Can you copy out the records from the line containing "of the woman" through the end of the records, inclusive, renaming "heat-map build" as "density-map build" and leaving everything else untouched?

** START Material to process **

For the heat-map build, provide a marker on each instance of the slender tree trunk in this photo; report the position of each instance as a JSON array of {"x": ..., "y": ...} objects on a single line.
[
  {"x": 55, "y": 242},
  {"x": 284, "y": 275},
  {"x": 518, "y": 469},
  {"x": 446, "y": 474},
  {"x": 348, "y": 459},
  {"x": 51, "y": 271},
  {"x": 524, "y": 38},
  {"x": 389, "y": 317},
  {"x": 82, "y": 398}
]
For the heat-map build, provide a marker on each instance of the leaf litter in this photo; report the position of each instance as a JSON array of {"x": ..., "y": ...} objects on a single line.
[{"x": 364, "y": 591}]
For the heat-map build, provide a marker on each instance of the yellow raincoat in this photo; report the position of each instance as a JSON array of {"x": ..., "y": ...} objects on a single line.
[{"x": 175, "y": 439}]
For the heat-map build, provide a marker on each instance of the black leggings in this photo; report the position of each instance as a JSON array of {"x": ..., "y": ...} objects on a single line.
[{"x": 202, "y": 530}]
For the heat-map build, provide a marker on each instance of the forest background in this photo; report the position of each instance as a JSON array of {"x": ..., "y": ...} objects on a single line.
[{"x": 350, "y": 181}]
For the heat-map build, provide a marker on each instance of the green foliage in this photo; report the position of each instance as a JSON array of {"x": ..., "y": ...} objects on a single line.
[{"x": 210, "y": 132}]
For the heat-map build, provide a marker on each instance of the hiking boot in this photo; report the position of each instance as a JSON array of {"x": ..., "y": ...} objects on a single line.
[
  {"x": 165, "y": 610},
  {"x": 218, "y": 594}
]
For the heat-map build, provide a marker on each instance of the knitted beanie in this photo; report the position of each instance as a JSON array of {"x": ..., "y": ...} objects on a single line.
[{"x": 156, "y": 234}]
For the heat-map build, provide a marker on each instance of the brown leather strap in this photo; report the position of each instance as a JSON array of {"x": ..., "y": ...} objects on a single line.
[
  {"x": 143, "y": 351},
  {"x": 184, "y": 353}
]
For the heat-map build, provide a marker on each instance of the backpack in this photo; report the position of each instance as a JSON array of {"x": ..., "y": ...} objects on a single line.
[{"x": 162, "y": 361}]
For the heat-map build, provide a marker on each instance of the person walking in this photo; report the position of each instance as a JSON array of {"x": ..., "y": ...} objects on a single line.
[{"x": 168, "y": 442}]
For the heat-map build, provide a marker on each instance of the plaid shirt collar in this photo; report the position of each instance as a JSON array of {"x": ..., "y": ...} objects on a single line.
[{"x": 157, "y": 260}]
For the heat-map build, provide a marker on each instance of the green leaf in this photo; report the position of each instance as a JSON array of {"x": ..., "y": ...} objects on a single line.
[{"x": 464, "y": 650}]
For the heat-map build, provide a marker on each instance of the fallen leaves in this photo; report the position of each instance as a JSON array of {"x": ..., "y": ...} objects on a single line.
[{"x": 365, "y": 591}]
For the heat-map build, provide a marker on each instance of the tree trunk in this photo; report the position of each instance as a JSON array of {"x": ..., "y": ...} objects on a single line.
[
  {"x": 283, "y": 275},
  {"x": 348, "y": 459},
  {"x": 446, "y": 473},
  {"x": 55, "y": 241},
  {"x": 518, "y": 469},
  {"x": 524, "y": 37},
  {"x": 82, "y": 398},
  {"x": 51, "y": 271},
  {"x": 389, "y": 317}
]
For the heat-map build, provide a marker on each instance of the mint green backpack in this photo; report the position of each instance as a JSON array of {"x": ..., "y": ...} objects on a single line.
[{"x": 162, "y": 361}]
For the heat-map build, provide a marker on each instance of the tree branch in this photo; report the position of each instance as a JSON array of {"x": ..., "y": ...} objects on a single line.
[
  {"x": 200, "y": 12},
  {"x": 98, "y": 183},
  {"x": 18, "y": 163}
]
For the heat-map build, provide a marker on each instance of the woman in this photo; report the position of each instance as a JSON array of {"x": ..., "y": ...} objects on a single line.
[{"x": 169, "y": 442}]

** END Material to process **

• [Correct output]
For the density-map build, provide a marker on each instance of the woman in this photo; report the position of each instance as a JSON array of {"x": ..., "y": ...} objects on a single line.
[{"x": 169, "y": 442}]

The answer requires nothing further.